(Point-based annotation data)
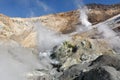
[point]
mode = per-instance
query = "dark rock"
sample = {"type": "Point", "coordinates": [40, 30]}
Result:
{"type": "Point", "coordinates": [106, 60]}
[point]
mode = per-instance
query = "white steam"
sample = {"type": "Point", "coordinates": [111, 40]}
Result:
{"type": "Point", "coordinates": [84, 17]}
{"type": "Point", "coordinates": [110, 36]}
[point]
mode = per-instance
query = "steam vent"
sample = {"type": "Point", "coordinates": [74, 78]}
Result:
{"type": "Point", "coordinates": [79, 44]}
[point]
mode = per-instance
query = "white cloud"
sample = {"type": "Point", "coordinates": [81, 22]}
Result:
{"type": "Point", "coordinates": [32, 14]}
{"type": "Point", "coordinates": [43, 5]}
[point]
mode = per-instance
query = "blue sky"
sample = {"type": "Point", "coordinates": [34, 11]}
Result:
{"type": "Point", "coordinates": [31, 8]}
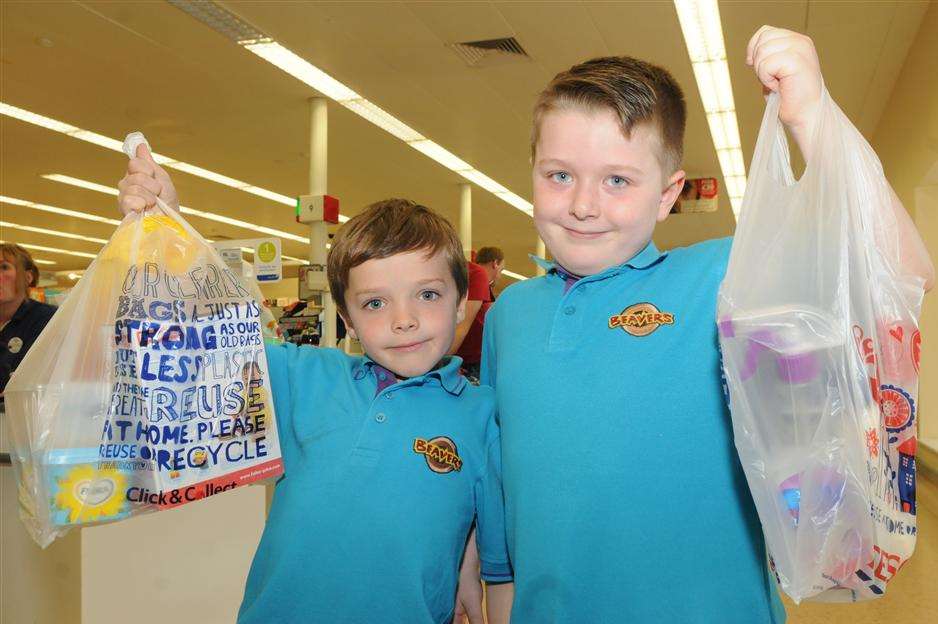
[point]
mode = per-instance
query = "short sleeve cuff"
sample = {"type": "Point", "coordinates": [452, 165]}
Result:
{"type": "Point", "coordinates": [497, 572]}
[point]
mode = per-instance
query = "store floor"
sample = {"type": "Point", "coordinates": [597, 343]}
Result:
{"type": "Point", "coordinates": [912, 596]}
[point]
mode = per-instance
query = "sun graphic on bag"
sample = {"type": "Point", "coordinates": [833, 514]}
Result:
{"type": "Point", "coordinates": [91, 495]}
---
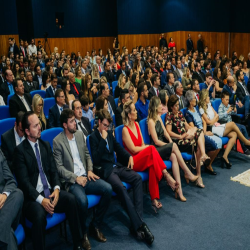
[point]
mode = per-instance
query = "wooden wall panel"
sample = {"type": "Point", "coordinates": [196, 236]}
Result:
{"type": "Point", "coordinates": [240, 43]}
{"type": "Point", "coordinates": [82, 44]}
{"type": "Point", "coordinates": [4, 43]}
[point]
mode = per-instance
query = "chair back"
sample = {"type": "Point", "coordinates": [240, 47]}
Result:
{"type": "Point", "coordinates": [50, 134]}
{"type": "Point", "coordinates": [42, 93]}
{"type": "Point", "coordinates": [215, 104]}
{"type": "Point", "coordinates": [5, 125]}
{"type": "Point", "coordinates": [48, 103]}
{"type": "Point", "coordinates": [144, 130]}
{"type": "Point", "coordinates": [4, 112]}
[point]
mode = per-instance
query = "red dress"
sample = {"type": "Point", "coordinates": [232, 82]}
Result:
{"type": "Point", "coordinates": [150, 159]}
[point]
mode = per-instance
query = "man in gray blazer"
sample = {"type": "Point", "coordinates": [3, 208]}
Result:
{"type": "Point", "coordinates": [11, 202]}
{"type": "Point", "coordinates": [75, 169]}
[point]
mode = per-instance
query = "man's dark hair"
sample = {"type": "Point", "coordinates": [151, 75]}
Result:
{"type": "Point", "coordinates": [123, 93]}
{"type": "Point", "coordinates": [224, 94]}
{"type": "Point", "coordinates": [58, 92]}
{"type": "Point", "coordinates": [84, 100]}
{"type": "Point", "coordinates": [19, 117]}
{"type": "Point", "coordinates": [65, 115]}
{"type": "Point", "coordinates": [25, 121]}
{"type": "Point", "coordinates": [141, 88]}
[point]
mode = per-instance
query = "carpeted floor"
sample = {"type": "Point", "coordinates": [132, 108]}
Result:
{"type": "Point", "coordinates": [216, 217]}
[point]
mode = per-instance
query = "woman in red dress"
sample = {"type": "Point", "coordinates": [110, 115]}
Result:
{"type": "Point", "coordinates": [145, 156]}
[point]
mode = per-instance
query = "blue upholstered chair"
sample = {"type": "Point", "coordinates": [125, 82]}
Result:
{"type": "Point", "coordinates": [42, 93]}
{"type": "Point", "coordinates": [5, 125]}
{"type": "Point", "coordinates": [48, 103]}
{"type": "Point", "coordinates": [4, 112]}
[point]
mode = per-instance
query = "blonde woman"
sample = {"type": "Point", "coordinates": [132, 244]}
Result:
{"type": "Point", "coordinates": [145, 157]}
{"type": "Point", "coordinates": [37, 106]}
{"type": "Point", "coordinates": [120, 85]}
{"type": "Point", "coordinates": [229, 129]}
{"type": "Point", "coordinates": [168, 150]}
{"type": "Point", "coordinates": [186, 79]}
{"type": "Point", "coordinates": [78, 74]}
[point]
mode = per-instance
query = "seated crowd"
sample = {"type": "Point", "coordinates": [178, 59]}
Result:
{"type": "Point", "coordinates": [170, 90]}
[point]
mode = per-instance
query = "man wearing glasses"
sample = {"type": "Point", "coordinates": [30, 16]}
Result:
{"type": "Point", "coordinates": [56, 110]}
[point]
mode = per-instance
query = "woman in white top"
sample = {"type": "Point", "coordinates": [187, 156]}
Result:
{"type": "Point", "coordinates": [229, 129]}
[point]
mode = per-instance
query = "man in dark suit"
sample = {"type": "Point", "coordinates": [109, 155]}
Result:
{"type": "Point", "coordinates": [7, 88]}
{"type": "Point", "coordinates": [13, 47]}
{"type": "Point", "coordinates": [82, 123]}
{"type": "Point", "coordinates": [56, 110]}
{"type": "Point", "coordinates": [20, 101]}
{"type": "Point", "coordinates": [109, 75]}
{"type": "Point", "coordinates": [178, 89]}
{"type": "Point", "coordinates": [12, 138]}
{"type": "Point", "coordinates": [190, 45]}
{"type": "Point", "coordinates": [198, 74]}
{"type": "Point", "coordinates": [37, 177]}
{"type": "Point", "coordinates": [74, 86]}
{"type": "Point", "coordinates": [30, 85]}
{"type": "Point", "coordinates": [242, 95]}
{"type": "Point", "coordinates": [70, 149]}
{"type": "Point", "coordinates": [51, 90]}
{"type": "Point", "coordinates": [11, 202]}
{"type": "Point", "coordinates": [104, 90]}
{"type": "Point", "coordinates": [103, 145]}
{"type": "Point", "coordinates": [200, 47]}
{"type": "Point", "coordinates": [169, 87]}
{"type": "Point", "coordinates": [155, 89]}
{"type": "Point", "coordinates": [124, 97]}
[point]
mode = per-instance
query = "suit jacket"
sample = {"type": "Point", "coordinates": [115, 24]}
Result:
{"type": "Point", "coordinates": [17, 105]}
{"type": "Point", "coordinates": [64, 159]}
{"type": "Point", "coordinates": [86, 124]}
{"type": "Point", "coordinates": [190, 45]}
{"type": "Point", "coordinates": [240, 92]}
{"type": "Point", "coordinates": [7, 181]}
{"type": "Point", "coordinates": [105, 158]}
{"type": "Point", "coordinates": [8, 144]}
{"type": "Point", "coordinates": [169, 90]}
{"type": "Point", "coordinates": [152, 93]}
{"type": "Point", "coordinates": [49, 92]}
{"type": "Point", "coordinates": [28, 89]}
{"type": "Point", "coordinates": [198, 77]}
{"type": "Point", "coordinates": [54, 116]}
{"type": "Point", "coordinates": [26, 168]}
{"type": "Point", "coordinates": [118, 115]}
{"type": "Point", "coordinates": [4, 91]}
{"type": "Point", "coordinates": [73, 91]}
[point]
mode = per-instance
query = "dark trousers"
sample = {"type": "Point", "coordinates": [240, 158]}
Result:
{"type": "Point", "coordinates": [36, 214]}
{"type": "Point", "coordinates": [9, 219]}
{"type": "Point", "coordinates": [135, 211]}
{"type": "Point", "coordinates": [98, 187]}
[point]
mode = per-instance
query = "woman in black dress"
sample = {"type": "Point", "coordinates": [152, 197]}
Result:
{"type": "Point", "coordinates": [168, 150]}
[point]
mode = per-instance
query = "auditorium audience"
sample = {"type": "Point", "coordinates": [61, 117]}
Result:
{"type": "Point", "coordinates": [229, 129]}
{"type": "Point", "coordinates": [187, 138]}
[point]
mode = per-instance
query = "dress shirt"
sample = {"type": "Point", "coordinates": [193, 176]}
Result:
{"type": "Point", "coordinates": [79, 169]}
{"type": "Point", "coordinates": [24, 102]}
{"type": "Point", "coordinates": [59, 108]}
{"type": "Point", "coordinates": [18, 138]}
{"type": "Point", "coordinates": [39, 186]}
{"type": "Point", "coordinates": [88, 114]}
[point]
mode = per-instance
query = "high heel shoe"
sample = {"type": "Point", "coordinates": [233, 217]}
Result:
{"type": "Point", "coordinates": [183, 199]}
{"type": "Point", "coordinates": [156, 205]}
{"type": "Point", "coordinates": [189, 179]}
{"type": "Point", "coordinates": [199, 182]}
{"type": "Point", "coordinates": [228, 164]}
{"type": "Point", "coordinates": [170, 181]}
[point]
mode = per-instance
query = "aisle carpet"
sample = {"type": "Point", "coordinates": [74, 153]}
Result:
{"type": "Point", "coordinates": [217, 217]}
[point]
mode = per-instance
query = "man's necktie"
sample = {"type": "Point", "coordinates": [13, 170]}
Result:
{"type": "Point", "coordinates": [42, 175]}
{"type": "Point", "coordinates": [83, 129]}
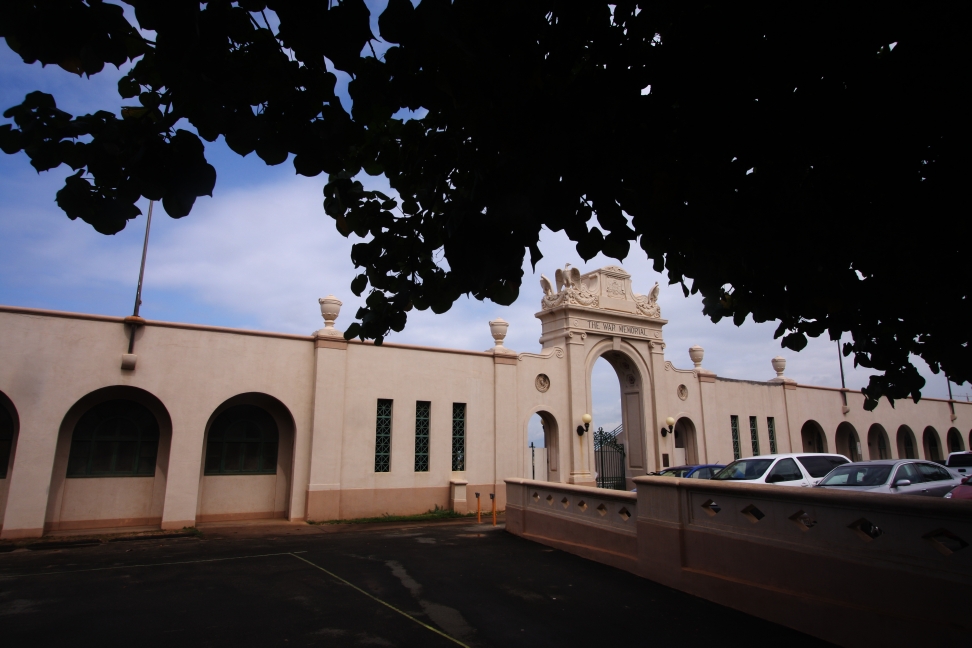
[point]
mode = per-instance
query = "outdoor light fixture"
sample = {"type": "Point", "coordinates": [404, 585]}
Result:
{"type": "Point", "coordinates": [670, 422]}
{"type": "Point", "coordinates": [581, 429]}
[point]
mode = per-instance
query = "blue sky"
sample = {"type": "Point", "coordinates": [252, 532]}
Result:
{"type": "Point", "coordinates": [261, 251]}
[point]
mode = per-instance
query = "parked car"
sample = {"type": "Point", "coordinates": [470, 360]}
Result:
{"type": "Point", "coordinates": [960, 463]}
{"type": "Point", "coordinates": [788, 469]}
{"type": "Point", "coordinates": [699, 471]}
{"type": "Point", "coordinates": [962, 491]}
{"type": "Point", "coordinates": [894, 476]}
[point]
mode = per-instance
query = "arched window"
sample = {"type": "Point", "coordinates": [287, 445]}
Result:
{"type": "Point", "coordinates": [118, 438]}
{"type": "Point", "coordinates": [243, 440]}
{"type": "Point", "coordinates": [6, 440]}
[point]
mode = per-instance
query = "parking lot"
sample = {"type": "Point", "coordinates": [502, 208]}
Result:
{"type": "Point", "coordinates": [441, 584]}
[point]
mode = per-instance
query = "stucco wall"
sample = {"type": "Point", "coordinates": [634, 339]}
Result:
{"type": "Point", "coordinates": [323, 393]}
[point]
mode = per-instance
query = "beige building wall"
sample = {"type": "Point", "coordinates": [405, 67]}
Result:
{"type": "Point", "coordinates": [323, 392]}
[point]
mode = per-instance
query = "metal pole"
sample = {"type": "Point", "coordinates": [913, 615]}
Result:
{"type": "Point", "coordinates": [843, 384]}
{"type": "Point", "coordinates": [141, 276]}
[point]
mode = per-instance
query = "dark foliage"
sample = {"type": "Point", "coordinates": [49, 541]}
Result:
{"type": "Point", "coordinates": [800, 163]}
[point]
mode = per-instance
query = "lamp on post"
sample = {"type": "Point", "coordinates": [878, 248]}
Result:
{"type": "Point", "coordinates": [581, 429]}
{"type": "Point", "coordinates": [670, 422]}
--
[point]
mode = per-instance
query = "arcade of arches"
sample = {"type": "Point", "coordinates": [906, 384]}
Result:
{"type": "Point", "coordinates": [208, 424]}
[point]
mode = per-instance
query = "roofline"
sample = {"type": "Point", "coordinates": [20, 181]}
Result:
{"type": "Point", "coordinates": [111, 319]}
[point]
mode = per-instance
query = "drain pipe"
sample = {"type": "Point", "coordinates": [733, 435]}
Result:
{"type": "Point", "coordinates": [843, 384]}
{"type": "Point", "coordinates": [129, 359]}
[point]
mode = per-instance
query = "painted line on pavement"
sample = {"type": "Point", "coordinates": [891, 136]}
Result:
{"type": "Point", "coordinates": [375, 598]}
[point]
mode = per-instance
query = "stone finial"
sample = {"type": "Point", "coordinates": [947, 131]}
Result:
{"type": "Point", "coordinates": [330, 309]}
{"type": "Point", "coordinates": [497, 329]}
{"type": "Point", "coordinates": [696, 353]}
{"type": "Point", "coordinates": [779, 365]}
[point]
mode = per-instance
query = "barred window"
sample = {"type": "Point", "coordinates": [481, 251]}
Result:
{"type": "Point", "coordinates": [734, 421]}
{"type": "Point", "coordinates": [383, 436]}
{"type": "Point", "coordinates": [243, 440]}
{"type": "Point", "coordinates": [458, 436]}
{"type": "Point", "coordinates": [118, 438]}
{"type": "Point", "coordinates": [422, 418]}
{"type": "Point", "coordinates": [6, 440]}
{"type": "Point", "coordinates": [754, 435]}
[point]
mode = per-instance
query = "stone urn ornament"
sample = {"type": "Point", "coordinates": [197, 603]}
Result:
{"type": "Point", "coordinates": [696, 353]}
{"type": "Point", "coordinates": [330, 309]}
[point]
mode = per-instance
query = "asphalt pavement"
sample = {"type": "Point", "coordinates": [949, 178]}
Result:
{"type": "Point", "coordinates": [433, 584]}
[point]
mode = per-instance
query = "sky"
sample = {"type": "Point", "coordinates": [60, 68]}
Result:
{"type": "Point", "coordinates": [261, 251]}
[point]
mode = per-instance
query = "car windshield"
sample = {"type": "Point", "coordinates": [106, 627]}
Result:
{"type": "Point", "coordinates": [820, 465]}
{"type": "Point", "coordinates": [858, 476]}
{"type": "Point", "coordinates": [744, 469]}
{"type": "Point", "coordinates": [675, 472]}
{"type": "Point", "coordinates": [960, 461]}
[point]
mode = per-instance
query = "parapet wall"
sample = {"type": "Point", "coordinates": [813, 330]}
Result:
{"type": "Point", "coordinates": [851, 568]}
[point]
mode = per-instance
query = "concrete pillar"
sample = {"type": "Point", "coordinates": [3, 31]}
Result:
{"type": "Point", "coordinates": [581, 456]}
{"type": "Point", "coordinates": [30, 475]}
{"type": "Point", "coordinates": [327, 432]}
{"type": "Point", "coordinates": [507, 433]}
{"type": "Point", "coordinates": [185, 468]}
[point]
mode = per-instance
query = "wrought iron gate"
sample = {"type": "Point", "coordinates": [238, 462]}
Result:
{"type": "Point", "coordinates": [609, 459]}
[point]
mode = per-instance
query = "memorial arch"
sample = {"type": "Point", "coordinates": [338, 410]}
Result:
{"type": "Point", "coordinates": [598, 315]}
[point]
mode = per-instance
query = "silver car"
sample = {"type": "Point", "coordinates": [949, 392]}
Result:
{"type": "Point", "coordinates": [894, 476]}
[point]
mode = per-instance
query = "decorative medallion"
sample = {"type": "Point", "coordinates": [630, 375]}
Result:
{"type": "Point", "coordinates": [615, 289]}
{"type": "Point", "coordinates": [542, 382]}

**YOUR GOAL**. Find each line in the listing that contains the word "window" and copy those lines.

**CORRECT OUTPUT**.
query = "arched window"
query = "barred window"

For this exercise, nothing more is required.